### BRIEF
Extract each row below that contains the string "crew" and copy those rows in full. Match case exactly.

-------- DATA PROVIDED --------

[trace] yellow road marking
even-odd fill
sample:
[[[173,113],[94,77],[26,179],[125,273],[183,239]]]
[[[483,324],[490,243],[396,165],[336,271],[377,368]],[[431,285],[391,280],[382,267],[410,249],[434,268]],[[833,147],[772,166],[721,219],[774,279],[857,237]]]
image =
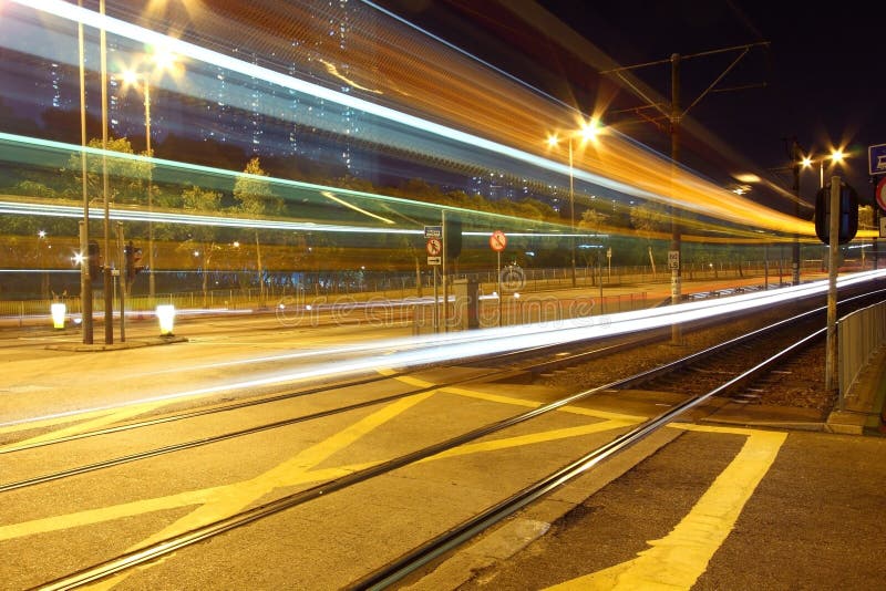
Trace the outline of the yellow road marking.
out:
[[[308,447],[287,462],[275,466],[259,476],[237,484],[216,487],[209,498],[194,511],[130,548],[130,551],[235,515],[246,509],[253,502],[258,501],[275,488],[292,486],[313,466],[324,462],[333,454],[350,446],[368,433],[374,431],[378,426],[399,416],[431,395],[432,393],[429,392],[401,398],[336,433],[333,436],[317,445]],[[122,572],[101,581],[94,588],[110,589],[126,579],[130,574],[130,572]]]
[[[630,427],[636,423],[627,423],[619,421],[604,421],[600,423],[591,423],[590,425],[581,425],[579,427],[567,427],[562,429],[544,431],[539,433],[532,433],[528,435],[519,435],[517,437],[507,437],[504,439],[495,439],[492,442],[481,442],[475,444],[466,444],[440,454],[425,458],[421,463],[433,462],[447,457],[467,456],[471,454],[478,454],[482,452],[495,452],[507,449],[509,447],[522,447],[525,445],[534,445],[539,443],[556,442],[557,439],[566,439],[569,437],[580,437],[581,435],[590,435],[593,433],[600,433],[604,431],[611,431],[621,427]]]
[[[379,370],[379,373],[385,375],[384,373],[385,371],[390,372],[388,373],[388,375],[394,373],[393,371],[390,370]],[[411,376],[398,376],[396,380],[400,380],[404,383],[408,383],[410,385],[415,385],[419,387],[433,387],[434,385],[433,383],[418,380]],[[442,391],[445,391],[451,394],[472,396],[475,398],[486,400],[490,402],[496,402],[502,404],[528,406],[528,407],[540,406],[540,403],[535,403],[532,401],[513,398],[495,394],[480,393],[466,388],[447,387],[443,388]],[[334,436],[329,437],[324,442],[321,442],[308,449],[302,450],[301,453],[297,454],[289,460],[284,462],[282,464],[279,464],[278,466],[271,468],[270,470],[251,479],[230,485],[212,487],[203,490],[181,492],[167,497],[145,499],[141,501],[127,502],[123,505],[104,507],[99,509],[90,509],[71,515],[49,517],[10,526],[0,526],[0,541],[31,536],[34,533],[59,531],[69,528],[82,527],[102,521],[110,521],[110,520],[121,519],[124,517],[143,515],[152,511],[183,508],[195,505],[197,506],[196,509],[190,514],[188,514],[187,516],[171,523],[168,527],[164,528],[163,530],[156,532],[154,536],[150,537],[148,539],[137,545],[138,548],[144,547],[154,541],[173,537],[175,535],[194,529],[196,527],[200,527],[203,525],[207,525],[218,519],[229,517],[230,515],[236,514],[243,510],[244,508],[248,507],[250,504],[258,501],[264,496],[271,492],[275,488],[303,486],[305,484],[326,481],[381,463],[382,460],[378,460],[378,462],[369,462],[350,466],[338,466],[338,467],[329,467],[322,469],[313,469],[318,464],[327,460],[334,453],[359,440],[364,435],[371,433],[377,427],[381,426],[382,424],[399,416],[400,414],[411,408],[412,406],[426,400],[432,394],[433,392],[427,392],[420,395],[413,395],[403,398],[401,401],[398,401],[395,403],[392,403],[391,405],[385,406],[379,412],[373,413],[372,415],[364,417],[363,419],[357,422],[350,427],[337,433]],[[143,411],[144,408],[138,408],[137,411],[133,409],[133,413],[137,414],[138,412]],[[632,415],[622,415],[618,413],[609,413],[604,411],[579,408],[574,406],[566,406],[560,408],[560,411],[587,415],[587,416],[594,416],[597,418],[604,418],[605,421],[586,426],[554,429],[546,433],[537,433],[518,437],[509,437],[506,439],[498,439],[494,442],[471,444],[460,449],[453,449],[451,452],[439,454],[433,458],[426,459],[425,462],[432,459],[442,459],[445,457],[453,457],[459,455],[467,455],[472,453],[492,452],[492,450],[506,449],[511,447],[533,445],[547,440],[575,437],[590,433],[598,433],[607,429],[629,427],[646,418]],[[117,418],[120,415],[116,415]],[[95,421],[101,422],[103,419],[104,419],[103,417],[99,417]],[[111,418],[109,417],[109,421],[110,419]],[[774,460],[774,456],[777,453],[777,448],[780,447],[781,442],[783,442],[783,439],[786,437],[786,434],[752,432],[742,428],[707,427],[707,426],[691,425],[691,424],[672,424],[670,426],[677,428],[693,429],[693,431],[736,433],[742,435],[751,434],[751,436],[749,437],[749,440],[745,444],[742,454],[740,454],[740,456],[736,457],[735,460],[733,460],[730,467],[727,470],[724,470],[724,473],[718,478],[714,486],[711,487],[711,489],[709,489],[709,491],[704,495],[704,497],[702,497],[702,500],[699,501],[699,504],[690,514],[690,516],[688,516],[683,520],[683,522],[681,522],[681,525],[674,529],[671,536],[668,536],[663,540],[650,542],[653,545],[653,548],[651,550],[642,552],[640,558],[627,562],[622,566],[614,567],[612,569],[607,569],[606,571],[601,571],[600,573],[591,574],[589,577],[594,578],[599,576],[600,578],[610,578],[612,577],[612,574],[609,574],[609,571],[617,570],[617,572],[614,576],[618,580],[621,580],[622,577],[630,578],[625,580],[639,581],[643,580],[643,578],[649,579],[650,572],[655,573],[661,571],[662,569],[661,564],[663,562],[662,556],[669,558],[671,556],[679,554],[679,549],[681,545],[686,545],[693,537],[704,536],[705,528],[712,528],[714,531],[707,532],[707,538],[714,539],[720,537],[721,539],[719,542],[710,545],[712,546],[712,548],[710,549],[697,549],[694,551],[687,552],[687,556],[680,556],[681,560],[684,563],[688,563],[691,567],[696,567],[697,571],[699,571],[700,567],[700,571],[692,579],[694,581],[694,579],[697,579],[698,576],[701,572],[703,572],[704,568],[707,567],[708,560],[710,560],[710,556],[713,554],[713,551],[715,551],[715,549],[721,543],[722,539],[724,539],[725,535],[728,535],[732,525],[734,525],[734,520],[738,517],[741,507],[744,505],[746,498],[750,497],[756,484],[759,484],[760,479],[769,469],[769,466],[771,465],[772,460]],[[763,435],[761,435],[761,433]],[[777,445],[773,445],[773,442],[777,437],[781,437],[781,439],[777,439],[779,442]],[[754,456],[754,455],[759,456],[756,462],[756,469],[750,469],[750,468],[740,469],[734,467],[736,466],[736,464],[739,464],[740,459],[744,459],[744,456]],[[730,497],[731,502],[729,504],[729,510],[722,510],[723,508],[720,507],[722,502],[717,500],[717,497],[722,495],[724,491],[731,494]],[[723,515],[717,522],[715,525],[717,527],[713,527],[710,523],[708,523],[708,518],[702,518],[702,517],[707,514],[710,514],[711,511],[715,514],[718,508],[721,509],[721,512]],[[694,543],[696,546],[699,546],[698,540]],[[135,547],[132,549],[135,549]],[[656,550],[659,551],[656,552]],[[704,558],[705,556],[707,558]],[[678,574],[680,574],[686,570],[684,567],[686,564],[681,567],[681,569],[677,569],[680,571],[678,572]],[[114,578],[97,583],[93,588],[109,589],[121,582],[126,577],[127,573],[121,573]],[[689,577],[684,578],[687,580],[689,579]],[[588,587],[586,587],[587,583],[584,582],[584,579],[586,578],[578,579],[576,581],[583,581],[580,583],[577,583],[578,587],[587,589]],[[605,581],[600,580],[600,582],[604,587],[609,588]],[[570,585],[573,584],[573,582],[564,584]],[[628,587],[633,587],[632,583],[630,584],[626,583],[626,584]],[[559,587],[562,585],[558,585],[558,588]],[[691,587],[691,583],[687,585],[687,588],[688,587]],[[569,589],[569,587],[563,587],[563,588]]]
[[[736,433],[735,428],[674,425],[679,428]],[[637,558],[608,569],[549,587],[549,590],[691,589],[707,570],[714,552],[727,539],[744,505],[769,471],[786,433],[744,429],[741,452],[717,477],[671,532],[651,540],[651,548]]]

--------
-------- DATA PROVIDED --------

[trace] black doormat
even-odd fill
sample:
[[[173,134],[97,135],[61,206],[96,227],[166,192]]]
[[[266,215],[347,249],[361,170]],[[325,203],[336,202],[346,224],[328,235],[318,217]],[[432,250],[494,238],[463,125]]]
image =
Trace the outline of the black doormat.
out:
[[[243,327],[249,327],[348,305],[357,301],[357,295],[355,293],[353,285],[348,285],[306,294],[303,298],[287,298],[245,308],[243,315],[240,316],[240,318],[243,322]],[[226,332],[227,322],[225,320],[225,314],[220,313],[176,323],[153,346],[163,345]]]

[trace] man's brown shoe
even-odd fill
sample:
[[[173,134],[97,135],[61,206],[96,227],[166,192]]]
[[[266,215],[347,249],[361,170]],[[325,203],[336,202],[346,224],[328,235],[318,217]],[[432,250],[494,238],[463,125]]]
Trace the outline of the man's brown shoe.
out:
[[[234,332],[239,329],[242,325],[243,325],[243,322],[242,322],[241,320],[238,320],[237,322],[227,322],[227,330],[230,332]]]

--------
-------- DATA PROVIDED --------

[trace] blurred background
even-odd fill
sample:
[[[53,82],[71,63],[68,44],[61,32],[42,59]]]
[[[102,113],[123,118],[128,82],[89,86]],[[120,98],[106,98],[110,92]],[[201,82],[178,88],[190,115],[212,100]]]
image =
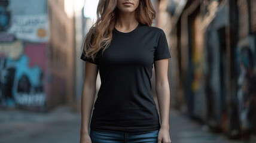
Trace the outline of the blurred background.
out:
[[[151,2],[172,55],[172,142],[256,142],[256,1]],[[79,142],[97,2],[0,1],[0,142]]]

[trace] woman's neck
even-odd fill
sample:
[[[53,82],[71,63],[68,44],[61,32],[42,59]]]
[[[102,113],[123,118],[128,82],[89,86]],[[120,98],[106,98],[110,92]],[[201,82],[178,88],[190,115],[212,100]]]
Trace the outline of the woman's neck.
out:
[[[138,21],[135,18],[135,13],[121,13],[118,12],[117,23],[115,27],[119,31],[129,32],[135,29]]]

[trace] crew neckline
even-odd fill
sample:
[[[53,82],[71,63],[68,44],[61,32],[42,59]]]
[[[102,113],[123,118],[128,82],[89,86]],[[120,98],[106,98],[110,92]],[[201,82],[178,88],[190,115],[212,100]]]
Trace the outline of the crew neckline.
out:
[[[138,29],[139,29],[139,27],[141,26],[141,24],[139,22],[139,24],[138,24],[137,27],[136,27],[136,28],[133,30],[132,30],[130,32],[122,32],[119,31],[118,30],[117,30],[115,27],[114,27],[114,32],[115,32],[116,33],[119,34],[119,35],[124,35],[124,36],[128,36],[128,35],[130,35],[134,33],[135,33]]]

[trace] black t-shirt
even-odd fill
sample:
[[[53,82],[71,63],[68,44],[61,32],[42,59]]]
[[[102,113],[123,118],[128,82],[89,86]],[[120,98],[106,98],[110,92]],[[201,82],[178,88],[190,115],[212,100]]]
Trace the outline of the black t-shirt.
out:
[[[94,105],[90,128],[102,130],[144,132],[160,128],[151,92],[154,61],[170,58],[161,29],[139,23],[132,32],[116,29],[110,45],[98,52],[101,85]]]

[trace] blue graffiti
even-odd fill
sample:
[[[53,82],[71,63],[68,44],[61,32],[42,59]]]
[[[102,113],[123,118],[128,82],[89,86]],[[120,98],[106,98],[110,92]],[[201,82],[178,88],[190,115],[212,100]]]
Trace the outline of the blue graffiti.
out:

--------

### RIGHT ANSWER
[trace] crew neckline
Trace the outline of the crew neckline.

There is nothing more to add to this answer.